What you are asked to do: Starting at the line that contains "Please indicate the black", restate each line word for word through the final line of the data, keeping both ends.

[Point localization data]
--- START ---
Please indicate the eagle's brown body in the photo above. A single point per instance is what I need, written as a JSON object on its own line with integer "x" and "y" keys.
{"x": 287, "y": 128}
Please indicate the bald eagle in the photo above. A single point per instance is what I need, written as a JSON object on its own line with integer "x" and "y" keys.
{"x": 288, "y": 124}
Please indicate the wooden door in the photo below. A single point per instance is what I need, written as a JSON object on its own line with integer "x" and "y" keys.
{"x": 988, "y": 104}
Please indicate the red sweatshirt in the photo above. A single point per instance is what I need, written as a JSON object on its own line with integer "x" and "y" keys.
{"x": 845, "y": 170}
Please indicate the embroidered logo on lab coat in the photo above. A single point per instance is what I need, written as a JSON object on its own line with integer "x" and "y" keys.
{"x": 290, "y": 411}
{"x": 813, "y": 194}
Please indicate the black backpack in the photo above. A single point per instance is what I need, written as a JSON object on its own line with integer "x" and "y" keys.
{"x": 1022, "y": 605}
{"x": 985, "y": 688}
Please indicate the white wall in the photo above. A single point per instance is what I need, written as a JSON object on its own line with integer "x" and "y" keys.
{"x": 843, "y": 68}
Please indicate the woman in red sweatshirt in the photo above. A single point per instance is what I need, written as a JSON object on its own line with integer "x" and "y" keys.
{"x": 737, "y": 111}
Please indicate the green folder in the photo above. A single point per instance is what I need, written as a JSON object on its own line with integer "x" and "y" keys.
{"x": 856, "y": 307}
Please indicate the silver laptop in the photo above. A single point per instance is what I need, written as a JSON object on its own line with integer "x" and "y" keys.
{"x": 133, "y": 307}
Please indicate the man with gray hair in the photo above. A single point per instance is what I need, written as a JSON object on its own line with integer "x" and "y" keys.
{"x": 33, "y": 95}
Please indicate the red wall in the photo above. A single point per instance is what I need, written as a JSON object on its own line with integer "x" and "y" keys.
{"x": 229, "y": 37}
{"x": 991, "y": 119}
--- END ---
Answer box:
Please indicate the black backpack in the photo above. A single point per instance is what I need, written as a JSON object on its own line with integer "x" and "y" keys.
{"x": 1022, "y": 605}
{"x": 985, "y": 688}
Please indicate the white wall in the photo above. A single point per instance is what I need, written as a JSON object on its own line with integer "x" and "y" keys.
{"x": 843, "y": 68}
Please indicate the woman in red sweatshirt in the photo above. A single point per instance is what I need, written as a JSON object on its own line with integer "x" and "y" keys.
{"x": 737, "y": 111}
Please indicate the green folder in the photo above. A single point per instance is what I need, written as a JSON object on its own line with integer "x" and "y" keys.
{"x": 856, "y": 307}
Please indicate the silver laptop in the photo above. A single point per instance is what I need, written as a JSON object on its own line with integer "x" and "y" keys.
{"x": 133, "y": 307}
Please indicate the man with gray hair in the photo above. A single point per instance is what I need, written as a JSON object on its own line with integer "x" and "y" keys.
{"x": 33, "y": 95}
Please indicate the red wall in the photo above. A single point per instance is what I need, written as a JSON object on its own line with integer "x" and "y" keys.
{"x": 229, "y": 37}
{"x": 991, "y": 119}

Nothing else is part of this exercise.